Texte à lire.
※ ※ ※
Les Assises nationales avaient conclu à la nécessité d’entreprendre des réformes institutionnelles propres à consolider notre jeune démocratie et avaient élaboré dans ce sens une «Charte de la gouvernance démocratique», endossée entre les deux tours de la dernière élection présidentielle par notre actuel Chef de l’Etat, alors candidat.
C’est dans ce contexte qu’il avait pris l’engagement de s’appliquer le quinquennat proposé par les conclusions des Assises, dès son premier mandat, s’il était élu. Les réformes institutionnelles à envisager ont ainsi fait l’objet d’un avant-projet de Constitution, élaboré par la Commission Nationale des Réformes Institutionnelles (CNRI) mise en place par le Chef de l’Etat au lendemain de son élection et les conclusions et propositions de cette commission lui ont été officiellement et solennellement transmises.
En sus de la proposition de ramener la durée du mandat présidentiel, dont celui en cours, à cinq ans - question venant de connaître son épilogue avec la décision du Chef de l’Etat de la soumettre au référendum - les principales autres propositions de la CNRI portent sur les points suivants : l’âge requis pour pouvoir être candidat à l’élection présidentielle ; l’impossibilité pour le Président de la République d’exercer une fonction dirigeante dans un parti politique ; le choix pour un parlement monocaméral ; la déchéance du mandat d’un Député en cas de démission du parti l’ayant investi ; les incompatibilités de la fonction ministérielle ou du mandat de député avec celui de président de conseil d’une collectivité locale ; la création d’une Cour Constitutionnelle en lieu et place de l’actuel Conseil Constitutionnel ; et la réforme du Conseil Supérieur de la Magistrature, consacrant définitivement la séparation des pouvoirs exécutif et judiciaire et faisant présider ce Conseil par le Président de la future Cour Constitutionnelle.
※ ※ ※
Données enregistrées.
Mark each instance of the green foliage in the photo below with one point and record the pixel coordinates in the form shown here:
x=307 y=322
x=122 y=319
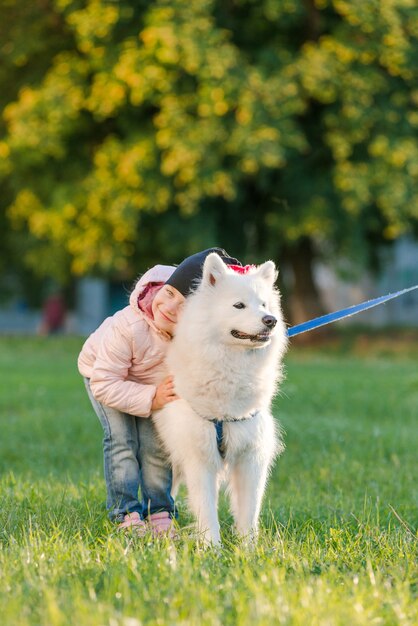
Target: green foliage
x=296 y=119
x=338 y=538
※ ※ ※
Consignes.
1) Répondez brièvement à ces questions sur le texte consacré aux réformes institutionnelles.
(a) Quel document les Assises nationales avaient-elles élaboré pour consolider la démocratie ?
(b) Quelle commission a élaboré l'avant-projet de Constitution ?
(c) Par quelle institution la CNRI propose-t-elle de remplacer l'actuel Conseil Constitutionnel ?
2) Poursuivez le texte sur les réformes institutionnelles en reprenant juste après sa dernière phrase.

Réponses successives.
1)
(a) Une «Charte de la gouvernance démocratique».
(b) La Commission Nationale des Réformes Institutionnelles (CNRI).
(c) Par une Cour Constitutionnelle.

2)
Pourquoi donc ces propositions de la CNRI ne devraient-elles pas pouvoir être discutées, en même temps que celle sur le mandat présidentiel et validées, en tout ou partie, sur une base consensuelle, par des représentants et/ou experts de la CNRI, des partis politiques, de la société civile, des institutions de la République et des universités, avant la consultation populaire prévue ? Certes, la confirmation par le Président de la République de son engagement de réduire son actuel mandat à cinq ans, au lieu de sept, ne revêt pas un caractère urgent, l’échéance se situant dans un délai de plus de deux ans. Mais l’examen dans les meilleurs délais de cette question, ainsi que des autres propositions de la CNRI, aurait cependant l’avantage de clarifier les choses, d’autant que son conseiller juridique avait publiquement affirmé que « le Chef de l’Etat ne voulait pas faire procéder à des retouches successives de la Constitution » et qu’il fallait attendre les conclusions de la CNRI «pour procéder à une réforme globale qui se fera en une seule fois et qui inclura cette question de la durée du mandat »...
Au demeurant, même s’il s’agissait d’un engagement électoral du candidat présidentiel d’alors, cet engagement était en droite ligne des orientations des Assises nationales, puis de la proposition de la CNRI à ce sujet. Il n’a pas donc pas besoin d’être validé ou matérialisé à travers un référendum spécifique ou distinct et devrait s’insérer dans le bloc de réformes à soumettre au peuple, d’autant que, du reste, le coût du référendum serait identique, qu’il porte sur une seule question ou sur une question englobant un ensemble de propositions. Si référendum il doit y avoir, la question à poser devrait porter, à notre sens, sur les propositions de la CNRI, étant entendu que sur cette question du mandat, il suffirait tout simplement, lors des « retouches » ou de la « réforme globale », de modifier la disposition constitutionnelle actuelle relative au septennat (l’article 26) et de préciser, à la faveur des dispositions transitoires, que le quinquennat s’applique au mandat en cours.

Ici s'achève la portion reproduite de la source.